- **Goal A**: Name every individual person mentioned in the article on Sri Lanka as a gateway to other worlds.
- **Goal B**: Please reproduce a passage from the article on Sri Lanka as a gateway to other worlds, beginning at the words "Scientists re-examine legends" and stopping after "International Space Year.".

Sri Lanka: Gateway to Other Worlds?

Scientists re-examine legends of Serendip

Ongoing space research shares much in common with recent investigations studying the basis for Lanka's ancient reputation as a gateway between worlds.

This article was written to commemorate Sri Lanka's contribution to worldwide functions marking 1992 as the International Space Year.

Patrick Harrigan, M.A., studied astronomy at the University of Michigan before entering the field of South Asia studies. He now serves as acting editor of the Kataragama Research Publications Project.


Ptolemy's map of Taprobane
Ptolemy's map of Taprobane

"Not only is the universe more complex than we ever thought, it is far more mysterious and magical than we ever believed." - American physicist Dr. Fred Alan Wolf


Instantaneous transport between worlds, once confined to science fiction, is today the subject of serious research in the rapidly-advancing field of parallel universe theory. Now Sri Lanka's living tradition of cosmography or sacred geography too is an object of scientific interest, the understanding of which could result in discoveries that are literally out of this world.

Dr. Fred Alan Wolf
Dr. Fred Alan Wolf
Theoretical physicists, backed by recent findings in the field of radio astronomy, are suggesting that the visible universe as we see it may in fact consist of multiple overlapping universes that are dependently inter-related in yet unknown ways. They point, for instance, to recent calculations indicating that nine-tenths of the universe's postulated mass may consist of 'dark matter' that is yet undetected and unaccounted for--a disturbing fact to astrophysicists that is neatly explainable in terms of parallel universe theory.

"Not only is the universe more complex than we ever thought. It is far more mysterious and magical than we ever believed," argues Dr. Fred Alan Wolf, theoretical physicist and author of Parallel Universes: The Search for Other Worlds, adding that "I now see the universe as a gigantic magical mystery tour, far in excess of the Beatles' verses."

Simplicity

One of the hidden axioms of physics," Dr.Wolf observes, "is that beneath everything lies simplicity. Whatever secrets lie in store for the discoverers of the universe's laws, those secrets will be simple ones."

Following similar paths, researchers in other fields have also been turning to Lanka's living traditions to better understand age-old oral traditions insisting that entire world-systems may arise solely from activities of the mind. Accordingly, many believe that Buddhist ontology may also find a place in the development of parallel universe theory in surprising ways. Still no one, scientist or yogi, has ventured to predict the shape of things to come, but already some startling implications are beginning to come to light.

Items listed in a dataset:
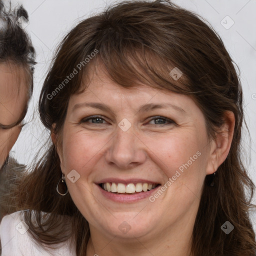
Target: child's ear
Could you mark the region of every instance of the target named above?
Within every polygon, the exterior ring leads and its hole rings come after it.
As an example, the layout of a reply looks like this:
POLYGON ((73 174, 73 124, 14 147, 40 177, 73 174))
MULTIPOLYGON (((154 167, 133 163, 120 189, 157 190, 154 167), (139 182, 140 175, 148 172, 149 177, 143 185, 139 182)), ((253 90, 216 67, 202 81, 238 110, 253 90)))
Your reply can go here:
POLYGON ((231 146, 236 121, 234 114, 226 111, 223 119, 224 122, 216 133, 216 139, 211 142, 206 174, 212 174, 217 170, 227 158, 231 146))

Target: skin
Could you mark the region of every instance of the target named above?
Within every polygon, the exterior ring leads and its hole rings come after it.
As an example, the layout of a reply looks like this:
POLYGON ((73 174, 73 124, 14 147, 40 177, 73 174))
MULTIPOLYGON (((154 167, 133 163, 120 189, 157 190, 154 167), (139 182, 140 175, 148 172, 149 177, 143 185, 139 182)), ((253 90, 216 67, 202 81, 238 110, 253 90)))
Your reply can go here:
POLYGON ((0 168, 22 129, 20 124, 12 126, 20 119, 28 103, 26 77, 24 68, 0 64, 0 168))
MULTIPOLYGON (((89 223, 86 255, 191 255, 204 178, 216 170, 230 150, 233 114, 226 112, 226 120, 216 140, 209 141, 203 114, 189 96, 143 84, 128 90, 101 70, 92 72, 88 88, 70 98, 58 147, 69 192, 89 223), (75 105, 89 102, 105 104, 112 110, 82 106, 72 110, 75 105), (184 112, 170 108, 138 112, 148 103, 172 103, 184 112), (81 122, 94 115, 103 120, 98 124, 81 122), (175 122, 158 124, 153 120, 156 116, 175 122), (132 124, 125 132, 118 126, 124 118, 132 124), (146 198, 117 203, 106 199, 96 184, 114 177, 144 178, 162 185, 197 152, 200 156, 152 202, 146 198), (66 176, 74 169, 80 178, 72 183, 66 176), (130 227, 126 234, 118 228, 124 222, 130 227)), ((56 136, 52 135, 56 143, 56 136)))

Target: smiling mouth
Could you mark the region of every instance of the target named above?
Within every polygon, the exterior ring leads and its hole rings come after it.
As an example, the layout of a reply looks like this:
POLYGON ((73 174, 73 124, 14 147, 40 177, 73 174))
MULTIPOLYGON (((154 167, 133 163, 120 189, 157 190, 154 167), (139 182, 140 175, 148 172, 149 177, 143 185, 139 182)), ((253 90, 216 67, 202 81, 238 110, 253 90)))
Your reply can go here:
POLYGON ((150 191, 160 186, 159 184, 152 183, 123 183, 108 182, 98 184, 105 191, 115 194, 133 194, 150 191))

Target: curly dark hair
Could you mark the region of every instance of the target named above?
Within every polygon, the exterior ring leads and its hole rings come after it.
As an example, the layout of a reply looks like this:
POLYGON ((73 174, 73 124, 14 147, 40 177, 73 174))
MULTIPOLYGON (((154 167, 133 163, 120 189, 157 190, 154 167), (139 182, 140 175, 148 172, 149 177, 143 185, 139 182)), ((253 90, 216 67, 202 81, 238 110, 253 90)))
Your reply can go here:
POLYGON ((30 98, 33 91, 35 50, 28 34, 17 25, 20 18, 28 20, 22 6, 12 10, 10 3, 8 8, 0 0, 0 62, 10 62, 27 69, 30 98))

- **Worked answer A**: Patrick Harrigan, Ptolemy, Fred Alan Wolf

- **Worked answer B**:
Scientists re-examine legends of Serendip

Ongoing space research shares much in common with recent investigations studying the basis for Lanka's ancient reputation as a gateway between worlds.

This article was written to commemorate Sri Lanka's contribution to worldwide functions marking 1992 as the International Space Year.